## [Problem requirements]
Set down the line that contains "# test: locate the blue vest" and every line after it to the end of the entries, exactly as they stand and nothing more.

+ + + +

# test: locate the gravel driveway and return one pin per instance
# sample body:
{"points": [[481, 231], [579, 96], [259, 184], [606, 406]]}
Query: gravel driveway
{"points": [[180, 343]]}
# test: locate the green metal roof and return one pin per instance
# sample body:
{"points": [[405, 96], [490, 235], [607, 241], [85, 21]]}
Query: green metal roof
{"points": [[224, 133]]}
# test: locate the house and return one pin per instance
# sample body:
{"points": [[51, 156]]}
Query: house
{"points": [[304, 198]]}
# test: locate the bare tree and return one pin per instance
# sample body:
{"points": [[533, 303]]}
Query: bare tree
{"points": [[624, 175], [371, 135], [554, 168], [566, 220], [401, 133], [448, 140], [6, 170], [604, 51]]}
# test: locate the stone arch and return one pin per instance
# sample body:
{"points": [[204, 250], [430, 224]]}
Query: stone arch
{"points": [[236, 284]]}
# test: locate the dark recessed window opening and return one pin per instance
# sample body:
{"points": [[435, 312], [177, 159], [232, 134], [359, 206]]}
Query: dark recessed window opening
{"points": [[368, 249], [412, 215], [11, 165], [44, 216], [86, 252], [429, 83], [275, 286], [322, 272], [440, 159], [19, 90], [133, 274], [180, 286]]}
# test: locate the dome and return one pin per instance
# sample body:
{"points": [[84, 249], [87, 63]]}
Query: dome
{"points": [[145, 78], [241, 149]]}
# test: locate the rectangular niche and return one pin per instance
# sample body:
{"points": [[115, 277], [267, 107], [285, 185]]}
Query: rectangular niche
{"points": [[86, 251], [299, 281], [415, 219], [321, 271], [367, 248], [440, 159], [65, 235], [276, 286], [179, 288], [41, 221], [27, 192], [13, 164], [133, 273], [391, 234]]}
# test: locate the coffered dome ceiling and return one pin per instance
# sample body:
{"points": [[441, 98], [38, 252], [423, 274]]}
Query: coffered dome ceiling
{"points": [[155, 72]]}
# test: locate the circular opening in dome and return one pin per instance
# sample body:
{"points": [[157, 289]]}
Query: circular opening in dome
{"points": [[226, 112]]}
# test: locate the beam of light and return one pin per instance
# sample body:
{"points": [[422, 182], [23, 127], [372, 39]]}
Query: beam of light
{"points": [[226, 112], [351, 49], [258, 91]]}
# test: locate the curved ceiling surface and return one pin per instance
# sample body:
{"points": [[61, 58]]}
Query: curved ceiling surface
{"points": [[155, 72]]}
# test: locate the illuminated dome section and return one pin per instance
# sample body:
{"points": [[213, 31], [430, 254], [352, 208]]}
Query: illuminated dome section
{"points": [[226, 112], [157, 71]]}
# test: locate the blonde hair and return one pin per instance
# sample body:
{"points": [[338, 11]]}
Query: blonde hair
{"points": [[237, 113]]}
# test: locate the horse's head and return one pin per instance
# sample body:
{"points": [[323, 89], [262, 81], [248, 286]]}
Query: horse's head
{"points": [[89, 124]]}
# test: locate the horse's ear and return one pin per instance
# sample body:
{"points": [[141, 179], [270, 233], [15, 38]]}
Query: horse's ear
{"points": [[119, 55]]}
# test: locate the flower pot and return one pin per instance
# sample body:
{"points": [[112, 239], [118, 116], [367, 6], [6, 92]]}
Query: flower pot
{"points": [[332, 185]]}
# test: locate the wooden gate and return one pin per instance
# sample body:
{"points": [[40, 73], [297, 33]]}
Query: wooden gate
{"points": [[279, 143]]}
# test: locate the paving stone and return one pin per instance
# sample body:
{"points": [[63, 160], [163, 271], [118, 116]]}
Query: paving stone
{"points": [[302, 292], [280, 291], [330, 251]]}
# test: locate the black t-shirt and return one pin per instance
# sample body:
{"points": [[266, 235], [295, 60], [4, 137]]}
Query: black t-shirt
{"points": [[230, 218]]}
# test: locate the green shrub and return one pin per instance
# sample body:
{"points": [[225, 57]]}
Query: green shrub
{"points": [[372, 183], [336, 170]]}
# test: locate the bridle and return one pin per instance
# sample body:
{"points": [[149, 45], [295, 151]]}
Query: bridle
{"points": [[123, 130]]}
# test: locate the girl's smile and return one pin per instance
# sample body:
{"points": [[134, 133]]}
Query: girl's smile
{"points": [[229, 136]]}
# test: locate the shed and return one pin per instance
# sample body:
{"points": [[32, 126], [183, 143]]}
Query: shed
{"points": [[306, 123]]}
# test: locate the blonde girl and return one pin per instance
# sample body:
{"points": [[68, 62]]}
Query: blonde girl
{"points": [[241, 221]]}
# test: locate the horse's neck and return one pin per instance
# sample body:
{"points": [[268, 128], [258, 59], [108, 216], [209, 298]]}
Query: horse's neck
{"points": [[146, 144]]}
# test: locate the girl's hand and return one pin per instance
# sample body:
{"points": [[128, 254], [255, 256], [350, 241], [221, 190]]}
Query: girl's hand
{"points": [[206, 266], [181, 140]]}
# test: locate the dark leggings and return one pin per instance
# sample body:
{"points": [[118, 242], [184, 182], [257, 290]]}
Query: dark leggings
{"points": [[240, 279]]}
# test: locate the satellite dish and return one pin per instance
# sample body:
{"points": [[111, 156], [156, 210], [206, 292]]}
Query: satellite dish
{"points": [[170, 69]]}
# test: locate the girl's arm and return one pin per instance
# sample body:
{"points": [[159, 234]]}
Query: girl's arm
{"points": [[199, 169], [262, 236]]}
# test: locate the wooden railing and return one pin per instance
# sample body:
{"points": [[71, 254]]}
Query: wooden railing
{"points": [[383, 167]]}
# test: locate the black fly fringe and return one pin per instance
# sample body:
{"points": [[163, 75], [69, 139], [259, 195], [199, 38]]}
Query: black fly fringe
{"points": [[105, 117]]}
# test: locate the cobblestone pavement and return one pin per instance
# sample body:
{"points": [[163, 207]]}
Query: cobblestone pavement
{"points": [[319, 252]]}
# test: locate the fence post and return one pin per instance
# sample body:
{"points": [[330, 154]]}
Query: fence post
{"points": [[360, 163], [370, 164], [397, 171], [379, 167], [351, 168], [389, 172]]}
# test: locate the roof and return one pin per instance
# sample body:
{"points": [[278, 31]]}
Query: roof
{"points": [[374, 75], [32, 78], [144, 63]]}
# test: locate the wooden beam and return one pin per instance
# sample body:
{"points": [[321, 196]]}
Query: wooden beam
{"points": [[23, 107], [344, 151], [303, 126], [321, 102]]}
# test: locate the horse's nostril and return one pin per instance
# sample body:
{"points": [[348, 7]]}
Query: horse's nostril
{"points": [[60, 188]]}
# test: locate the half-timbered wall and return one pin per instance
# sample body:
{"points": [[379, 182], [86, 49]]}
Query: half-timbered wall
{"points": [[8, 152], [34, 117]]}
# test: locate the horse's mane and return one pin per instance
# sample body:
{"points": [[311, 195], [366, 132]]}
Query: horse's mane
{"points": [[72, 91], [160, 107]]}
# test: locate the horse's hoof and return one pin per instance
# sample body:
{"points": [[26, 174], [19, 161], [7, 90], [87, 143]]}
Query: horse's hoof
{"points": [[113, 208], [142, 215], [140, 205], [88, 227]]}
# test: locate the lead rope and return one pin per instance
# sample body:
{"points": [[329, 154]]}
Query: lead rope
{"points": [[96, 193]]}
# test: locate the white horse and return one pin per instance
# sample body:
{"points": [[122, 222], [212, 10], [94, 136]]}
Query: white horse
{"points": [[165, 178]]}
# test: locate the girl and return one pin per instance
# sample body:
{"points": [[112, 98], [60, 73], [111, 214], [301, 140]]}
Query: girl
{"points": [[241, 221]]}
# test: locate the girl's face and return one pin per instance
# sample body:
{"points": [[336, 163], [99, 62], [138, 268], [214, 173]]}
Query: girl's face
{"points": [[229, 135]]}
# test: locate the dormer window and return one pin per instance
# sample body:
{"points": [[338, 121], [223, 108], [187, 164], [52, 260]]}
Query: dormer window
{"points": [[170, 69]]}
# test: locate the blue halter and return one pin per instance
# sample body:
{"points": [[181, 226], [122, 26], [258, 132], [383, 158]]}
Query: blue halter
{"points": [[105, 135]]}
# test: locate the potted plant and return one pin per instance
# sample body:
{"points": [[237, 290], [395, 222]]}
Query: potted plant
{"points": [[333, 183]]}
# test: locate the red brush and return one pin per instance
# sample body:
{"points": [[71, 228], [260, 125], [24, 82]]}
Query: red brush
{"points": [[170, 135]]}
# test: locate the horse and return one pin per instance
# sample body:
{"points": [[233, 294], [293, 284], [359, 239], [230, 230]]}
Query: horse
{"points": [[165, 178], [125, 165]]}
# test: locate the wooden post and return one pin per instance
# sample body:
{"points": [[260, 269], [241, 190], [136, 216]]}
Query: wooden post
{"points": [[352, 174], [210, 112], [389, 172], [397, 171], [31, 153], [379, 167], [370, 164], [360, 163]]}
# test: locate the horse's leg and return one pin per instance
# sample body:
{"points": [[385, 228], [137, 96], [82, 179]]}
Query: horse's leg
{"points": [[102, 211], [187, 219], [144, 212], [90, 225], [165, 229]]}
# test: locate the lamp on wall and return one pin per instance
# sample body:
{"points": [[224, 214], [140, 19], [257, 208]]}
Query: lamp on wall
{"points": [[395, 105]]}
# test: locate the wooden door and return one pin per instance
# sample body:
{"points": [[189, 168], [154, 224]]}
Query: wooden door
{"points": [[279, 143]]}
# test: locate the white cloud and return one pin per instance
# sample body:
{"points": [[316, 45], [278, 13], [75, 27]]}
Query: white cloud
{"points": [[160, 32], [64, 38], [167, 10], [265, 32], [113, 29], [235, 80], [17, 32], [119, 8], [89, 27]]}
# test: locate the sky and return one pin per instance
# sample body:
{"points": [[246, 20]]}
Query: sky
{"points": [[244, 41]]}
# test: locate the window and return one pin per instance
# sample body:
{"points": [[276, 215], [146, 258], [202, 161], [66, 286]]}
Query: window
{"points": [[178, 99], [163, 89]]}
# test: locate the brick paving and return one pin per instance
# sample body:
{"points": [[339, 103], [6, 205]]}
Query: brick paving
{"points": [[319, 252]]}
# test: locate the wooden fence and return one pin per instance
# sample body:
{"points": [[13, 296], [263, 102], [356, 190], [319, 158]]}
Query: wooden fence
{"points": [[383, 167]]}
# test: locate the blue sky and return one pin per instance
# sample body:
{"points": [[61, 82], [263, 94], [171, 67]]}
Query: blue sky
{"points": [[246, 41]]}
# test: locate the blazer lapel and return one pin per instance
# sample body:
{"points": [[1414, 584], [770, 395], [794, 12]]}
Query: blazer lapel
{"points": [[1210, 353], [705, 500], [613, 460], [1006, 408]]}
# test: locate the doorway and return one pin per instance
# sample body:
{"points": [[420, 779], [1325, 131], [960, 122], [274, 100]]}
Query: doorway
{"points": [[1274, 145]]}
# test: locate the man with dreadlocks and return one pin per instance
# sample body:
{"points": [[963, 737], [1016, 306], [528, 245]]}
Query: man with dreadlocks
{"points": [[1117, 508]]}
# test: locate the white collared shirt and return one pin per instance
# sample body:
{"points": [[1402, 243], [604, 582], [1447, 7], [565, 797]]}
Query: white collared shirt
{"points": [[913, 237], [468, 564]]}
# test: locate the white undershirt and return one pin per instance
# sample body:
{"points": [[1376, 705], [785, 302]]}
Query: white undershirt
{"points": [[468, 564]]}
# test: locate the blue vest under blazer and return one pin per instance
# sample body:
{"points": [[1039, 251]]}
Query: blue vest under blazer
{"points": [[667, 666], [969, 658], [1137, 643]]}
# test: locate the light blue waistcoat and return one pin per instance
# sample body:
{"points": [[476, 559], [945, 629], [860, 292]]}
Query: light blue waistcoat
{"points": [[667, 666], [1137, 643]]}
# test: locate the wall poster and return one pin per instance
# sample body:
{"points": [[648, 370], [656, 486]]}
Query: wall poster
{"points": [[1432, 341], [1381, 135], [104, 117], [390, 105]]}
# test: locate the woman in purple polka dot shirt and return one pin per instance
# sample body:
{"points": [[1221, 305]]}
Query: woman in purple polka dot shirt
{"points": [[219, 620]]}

+ + + +

## [Answer to this task]
# test: locate the blue vest under blazer and return one pin per instance
# sample body:
{"points": [[1039, 251]]}
Query: blue vest under blazer
{"points": [[667, 666], [969, 658], [1137, 643]]}
# test: locate the light blue waistcoat and return one pin per instance
# sample body:
{"points": [[476, 559], [945, 629], [860, 292]]}
Query: light blue waistcoat
{"points": [[667, 666], [1137, 643]]}
# test: locate the wall poster and return one pin per instance
# sample body:
{"points": [[648, 370], [656, 486]]}
Query: wall poster
{"points": [[1432, 341], [1381, 135], [104, 117], [390, 105]]}
# test: locate the woman in purple polka dot shirt and return one pin per instance
# sample body:
{"points": [[1221, 305]]}
Query: woman in purple polka dot shirt
{"points": [[219, 620]]}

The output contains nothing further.